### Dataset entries
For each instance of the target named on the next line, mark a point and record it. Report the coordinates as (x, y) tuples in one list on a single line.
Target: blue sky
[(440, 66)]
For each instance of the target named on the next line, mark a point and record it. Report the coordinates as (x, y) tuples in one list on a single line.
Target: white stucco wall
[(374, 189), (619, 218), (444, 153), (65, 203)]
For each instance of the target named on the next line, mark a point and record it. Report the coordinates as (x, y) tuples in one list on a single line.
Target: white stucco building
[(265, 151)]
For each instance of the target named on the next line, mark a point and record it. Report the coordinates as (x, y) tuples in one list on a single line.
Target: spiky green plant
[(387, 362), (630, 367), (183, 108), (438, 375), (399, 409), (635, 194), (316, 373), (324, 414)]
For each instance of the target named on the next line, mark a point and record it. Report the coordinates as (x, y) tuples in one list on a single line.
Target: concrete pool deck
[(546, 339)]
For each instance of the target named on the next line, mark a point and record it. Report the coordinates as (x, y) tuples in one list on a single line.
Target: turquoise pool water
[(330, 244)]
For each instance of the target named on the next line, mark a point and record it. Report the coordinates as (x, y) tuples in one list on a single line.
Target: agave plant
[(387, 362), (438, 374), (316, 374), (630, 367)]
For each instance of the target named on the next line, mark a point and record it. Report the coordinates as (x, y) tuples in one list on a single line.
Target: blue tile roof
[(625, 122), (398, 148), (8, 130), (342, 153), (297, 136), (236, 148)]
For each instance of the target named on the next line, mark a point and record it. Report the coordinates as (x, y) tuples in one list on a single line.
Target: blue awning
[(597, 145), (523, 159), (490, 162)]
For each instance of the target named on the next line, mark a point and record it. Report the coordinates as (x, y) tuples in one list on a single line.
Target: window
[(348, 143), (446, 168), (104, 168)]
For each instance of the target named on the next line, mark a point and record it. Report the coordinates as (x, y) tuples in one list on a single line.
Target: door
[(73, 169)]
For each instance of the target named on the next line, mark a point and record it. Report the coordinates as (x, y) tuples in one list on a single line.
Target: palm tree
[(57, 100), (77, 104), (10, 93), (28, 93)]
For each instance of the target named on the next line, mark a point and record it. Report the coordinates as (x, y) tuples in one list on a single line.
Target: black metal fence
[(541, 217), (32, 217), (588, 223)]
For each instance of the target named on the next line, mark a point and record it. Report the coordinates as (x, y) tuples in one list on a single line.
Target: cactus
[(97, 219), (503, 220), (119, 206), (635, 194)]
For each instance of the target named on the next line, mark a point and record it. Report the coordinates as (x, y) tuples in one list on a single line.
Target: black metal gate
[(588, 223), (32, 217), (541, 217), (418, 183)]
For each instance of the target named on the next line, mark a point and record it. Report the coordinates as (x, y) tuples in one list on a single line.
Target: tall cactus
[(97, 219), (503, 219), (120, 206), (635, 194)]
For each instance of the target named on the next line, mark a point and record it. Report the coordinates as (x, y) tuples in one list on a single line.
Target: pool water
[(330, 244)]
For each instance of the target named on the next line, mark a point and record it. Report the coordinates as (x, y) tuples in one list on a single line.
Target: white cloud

### EXERCISE AIM
Render the data above as a Markdown table with one row per line, skipping blank lines. Use the column "No." for the row number and "Line" for the text of the line.

### TASK RESULT
| No. | Line |
|---|---|
| 1 | For each instance of the target named on the next line, mark a point and record it. Report the coordinates as (x, y) tuples in one list on a single line. |
| 2 | Target: blue sky |
| 3 | [(440, 66)] |
| 4 | For each instance of the target named on the next line, mark a point and record it. Report the coordinates as (x, y) tuples in one list on a single line. |
| 5 | Target: white stucco wall |
| 6 | [(374, 189), (619, 218), (444, 153), (65, 203)] |
| 7 | For each instance of the target named on the next line, mark a point and record it. Report the coordinates as (x, y) tuples in one list on a single line. |
| 8 | Target: white stucco building |
| 9 | [(265, 151)] |
| 10 | For each instance of the target named on the next line, mark a point and record it. Report the coordinates as (x, y) tuples in one list on a single line. |
| 11 | Target: spiky green plant |
| 12 | [(387, 362), (630, 367), (183, 108), (438, 375), (399, 409), (635, 194), (316, 373), (324, 414)] |
| 13 | For each instance of the target named on the next line, mark a point and record it. Report the coordinates as (x, y) tuples in one list on a single line. |
| 14 | Target: concrete pool deck |
| 15 | [(546, 339)] |
| 16 | For each instance of the target named on the next line, mark a point and record it. Report the coordinates as (x, y) tuples in one list on a single line. |
| 17 | Target: turquoise pool water |
| 18 | [(330, 244)] |
| 19 | For each instance of the target named on the next line, mark a point and record it. Report the coordinates as (x, y) tuples in one list on a single line. |
| 20 | Target: agave plant |
| 21 | [(387, 362), (438, 374), (316, 374), (630, 367)] |
| 22 | For each instance of the target named on the next line, mark a point and record it. Report the coordinates as (x, y) tuples in one list on a single line. |
| 23 | Target: blue tile roof |
| 24 | [(625, 122), (398, 148), (8, 130), (342, 153), (297, 136), (236, 148)] |
| 25 | For each instance of the target named on the next line, mark a point and record it. Report the coordinates as (x, y) tuples in one list on a single line. |
| 26 | Target: blue awning |
| 27 | [(597, 145), (523, 159), (490, 162)] |
| 28 | For each instance of the target named on the next line, mark a point and record it. Report the coordinates as (x, y) tuples in one list on a single line. |
| 29 | Target: window |
| 30 | [(348, 143), (446, 168), (104, 168)] |
| 31 | For each instance of the target named on the next line, mark a point and record it. Report the coordinates as (x, y) tuples in one list on a single line. |
| 32 | Target: door |
| 33 | [(73, 169)] |
| 34 | For each instance of the target named on the next line, mark a point and record it. Report the coordinates as (x, y) tuples in one list on a single line. |
| 35 | Target: palm tree |
| 36 | [(57, 100), (77, 104), (10, 93), (28, 93)] |
| 37 | For each instance of the target named on the next line, mark a point and record it. Report the coordinates as (x, y) tuples in one list on a single line. |
| 38 | Target: black metal fence |
| 39 | [(541, 217), (32, 217), (588, 223)] |
| 40 | For each instance of the target named on the next line, mark a point and record it. Report the coordinates as (x, y) tuples in one list on a single line. |
| 41 | Target: cactus |
| 42 | [(97, 219), (503, 220), (119, 206), (635, 194)] |
| 43 | For each instance of the target named on the next line, mark a point and record it. Report the coordinates as (x, y) tuples in one list on a single line. |
| 44 | Target: black metal gate |
| 45 | [(588, 223), (32, 217), (541, 217), (418, 183)] |
| 46 | For each instance of the target named on the next line, mark a point and record it. Report the coordinates as (x, y) tuples in one list on a single line. |
| 47 | Target: tall cactus |
| 48 | [(97, 219), (503, 219), (120, 206), (635, 194)] |
| 49 | For each instance of the target named on the next line, mark a point and record it. Report the coordinates as (x, y) tuples in one list on a single line. |
| 50 | Target: pool water |
| 51 | [(330, 244)] |
| 52 | For each instance of the target named on the next line, mark a point and record it. Report the coordinates as (x, y) tuples in one list on a single line. |
| 53 | Target: white cloud |